*SELECTED PASSAGE*
★ ★ ★ ★ ★
This report aims to provide a detailed analysis of market segmentation based on a secondary dataset. The dataset used here is transnational information of non-store online retail which is based in United Kingdom (UK). It contains data related to all the transactions from 01/12/2010 to 09/12/2011. The data provides information on Invoice Number, Stock Code, Product Description, Quantity, Invoice Date, Unit Price, Customer ID, and Country. Market segmentation indicates a tool that includes a list of strategies which help to define the market along with the allocating resources with the help of statistical analysis technique namely, cluster analysis (Professional, 2018). More specifically, the non-hierarchical statistical analysis technique K-means clustering is used here to perform a market segmentation, specifically a customer segmentation using statistical analysis software “R”. Customer segmentation is a part of market segmentation where the customers of a company are segmented or divided by certain similarities among the customers. Customer segmentation means grouping of customers where the members of any group are homogeneous within the group and heterogeneous among the groups. This segmentation will help the marketers to understand the preferences of the customers, and it will increase the customer value in the business (Optimove, 2018). Customer segmentation will ultimately help the marketers to maximise the revenue from each customer (Optimove, 2018). The paper displays the customer segmentation on the basis of the Psychographic parameter and takes into account the “Monetary value” of the products purchased by the customers to segment the customers (Moon, 2018). This Monetary value is the product of the values of “Unit Price” variable and “Quantity” variable. This segmentation will help to understand the preferences, purchasing power, and life-style of the customers.
The chosen topic of this paper is to perform a customer segmentation analysis. To meet the requirement, a secondary transaction related dataset is chosen from the internet. The dataset is of multivariate, sequential in nature. The “Monetary value” of the products purchased by the customers is calculated as the product of “Quantity” and “Unit Price” variables from the dataset. After that, the customers are clustered by the “Monetary value” such that each cluster will hold the information of the customers who has purchased products of equal monetary value. In other words, the aim is to segment the customers into clusters that helps to represent certain characteristics. In this way, the researcher can show infinite number of characteristics. However, the optimal number of characteristics depends upon the objective of the business.
The rationale behind performing this analysis is to help the marketers to identify the customers in the most effectual manner (Optimove, 2018). It also helps the customer to study distinct groups of customers at a greater degree of accuracy on the ground of Psychographic factors. This customer segmentation is performed with the help of an unsupervised clustering technique. The k-means clustering technique is preferred in the course of the study as the total number of observations taken into consideration is more than 100.
★ ★ ★ ★ ★
*GIVEN DATA*
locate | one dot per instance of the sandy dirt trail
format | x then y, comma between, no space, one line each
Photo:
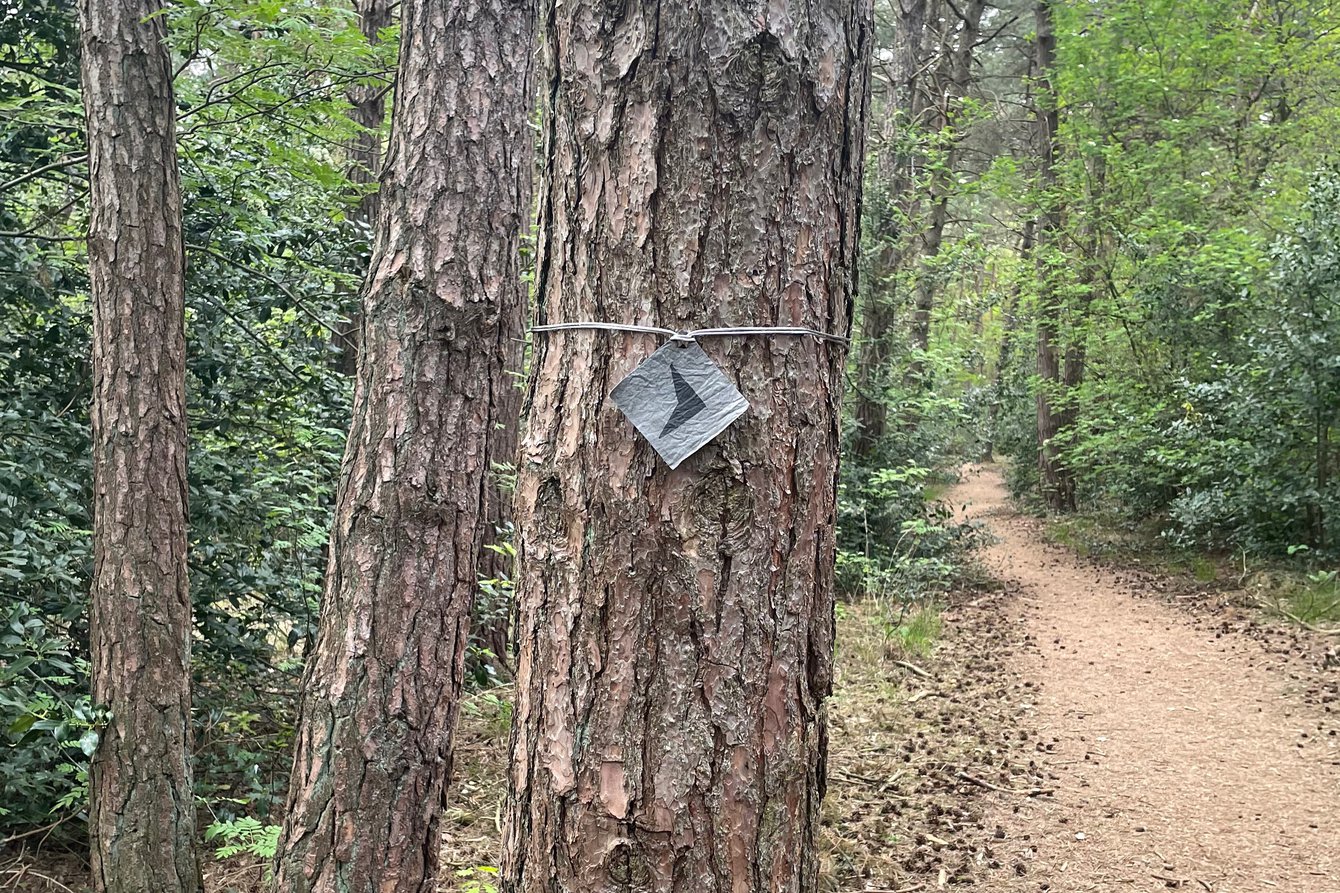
★ ★ ★ ★ ★
*STATED EXERCISE A*
According to the segmentation report, how is the "Monetary value" of the purchased products obtained?
*STATED EXERCISE B*
Summarize the segmentation report in two sentences.
*STATED EXERCISE C*
Carry the segmentation report on from the point where it stops.
The data here is separate from the segmentation report.

*EXPECTED ANSWER A*
It is the product of the "Unit Price" and "Quantity" variables.

*EXPECTED ANSWER B*
The report uses a UK non-store online retail dataset, with transactions from 01/12/2010 to 09/12/2011, to perform customer segmentation through K-means clustering in the software "R." Customers are grouped by the "Monetary value" of their purchases, the product of "Quantity" and "Unit Price," to help marketers understand customer preferences, purchasing power, and lifestyle and to maximize revenue.

*EXPECTED ANSWER C*
The study is based on a practical dataset of an online retail non-store of UK and the maximum customers are wholesalers. The data is collected based on the transactions occurred from the date 01/12/2010 to the date 09/12/2011.
The dataset contains behavioral data based on the transaction of products of an online retail non-store (Archive.ics.uci.edu, 2018). There are eight variables in the dataset –
The variables that have been used for the calculation and coding are- Customer ID, Quantity and Unit Price.
After collecting the dataset, the dataset is prepared for doing the necessary calculation. The values of “Quantity” and “Unit Price” are multiplied to evaluate the value of “Monetary Value”.
K-means clustering technique is special type of non-hierarchical clustering which helps to find out an object grouping that maximizes or minimizes assessing criterion of interest. The following steps are used to perform the K-means clustering (Mb3is.megx.net, 2018).
K-means clustering technique is most effective when the number of observations are huge as this technique provides faster computation for small “k” value.
The objective of this method is to mention the number of clusters using the k-means clustering technique. First, the number of clusters should be checked and then the optimal number of clusters is selected (Mb3is.megx.net, 2018).
The entire calculation, evaluation, and graphical representation is done on the statistical software “R” (version 3.5.0).
The following table (Table 1) shows the list of libraries used to perform this analysis on this open-source software.
Table 1
library(factoextra) library(fpc) library(NbClust) library(clValid) library(magrittr) library(clustertend) library(cluster) library(plyr) library(XLConnect) |
This is a study, which is based on market segmentation. Customer segmentation is a part of the market segmentation. Thus, the customer segmentation of a retail store has been considered. The important part of the analysis is to identify the optimal number of clusters. To specify the number, some kind of metrics is used in the analysis. The optimal number clusters is three. In order to reach to this identification of the number of clusters, cleaning of the data collected is necessary.
There are no demographic and psychographic information about the customers present in the dataset. In the presence of these factors, the segmentation would have been done accordingly. In the absence of these demographic and psychographic factors, segmentation will be done so as to obtain the customers of higher and lower values. This will be helpful for the retail store fir the purpose of marketing.
Thus, it was decided from the dataset that the study will be performed with the metrics of the recency of the last purchase, frequency of purchase and the monetary value of the purchase. These three metrics are also known as the RFM metrics. These are the most important metrics for customer segmentation for the purpose of marketing. After the evaluation of these metrics from the dataset, the segmentation will be done with the help of k-means clustering technique. This technique will be used as this technique is helpful in dealing with large datasets and gives solutions quite quickly.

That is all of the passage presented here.